Dataset entries:

= = =

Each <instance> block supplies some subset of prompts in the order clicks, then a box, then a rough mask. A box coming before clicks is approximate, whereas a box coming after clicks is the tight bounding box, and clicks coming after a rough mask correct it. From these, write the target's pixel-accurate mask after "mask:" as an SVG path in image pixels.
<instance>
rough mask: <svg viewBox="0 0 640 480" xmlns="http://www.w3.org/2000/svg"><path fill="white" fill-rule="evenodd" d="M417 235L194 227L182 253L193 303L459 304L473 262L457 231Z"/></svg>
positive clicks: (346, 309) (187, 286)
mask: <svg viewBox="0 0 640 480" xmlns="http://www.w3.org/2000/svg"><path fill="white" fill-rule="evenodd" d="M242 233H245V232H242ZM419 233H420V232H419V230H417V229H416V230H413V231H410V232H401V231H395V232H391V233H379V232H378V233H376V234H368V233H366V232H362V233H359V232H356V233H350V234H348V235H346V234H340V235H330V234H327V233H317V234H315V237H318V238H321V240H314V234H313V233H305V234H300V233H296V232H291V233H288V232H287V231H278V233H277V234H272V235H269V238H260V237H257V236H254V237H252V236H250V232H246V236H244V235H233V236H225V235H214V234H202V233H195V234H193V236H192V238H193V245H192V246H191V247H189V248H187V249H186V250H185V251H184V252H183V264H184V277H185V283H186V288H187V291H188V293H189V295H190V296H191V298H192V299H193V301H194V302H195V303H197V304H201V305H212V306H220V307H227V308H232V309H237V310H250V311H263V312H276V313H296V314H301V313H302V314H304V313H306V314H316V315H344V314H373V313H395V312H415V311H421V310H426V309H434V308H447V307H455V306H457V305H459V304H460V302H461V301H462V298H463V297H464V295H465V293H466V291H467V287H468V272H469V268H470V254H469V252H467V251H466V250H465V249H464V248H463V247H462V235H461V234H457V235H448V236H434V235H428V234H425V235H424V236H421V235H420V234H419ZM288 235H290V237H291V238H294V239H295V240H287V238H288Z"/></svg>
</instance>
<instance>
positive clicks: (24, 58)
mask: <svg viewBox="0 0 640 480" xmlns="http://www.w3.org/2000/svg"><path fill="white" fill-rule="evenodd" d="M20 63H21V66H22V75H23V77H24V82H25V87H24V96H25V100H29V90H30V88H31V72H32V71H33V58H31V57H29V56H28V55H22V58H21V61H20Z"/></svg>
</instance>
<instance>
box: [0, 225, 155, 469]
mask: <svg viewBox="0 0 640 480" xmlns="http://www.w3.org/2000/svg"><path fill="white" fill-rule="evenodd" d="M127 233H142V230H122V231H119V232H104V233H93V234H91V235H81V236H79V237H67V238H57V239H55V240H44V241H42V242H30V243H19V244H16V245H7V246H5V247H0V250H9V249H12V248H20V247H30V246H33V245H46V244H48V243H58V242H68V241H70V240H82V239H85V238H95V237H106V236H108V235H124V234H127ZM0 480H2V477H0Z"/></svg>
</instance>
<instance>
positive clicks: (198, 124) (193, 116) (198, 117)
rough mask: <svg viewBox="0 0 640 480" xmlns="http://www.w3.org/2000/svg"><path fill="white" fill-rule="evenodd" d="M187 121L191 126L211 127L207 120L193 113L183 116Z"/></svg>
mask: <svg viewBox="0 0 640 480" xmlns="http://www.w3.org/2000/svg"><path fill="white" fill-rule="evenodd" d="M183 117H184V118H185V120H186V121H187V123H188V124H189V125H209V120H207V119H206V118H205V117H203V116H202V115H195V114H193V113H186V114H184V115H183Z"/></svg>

= = =

Task description: Extract, unchanged, the stretch of the entries from the very start through the line containing "positive clicks: (346, 309) (187, 286)", including that line.

Finished exercise:
Each <instance> block supplies some subset of prompts in the order clicks, then a box, then a rough mask. A box coming before clicks is approximate, whereas a box coming after clicks is the tight bounding box, and clicks coming after a rough mask correct it. From these, write the target's pixel-accurate mask after "mask:" as an SVG path in image pixels.
<instance>
rough mask: <svg viewBox="0 0 640 480" xmlns="http://www.w3.org/2000/svg"><path fill="white" fill-rule="evenodd" d="M417 235L194 227L182 253L193 303L459 304L473 262L457 231Z"/></svg>
positive clicks: (346, 309) (187, 286)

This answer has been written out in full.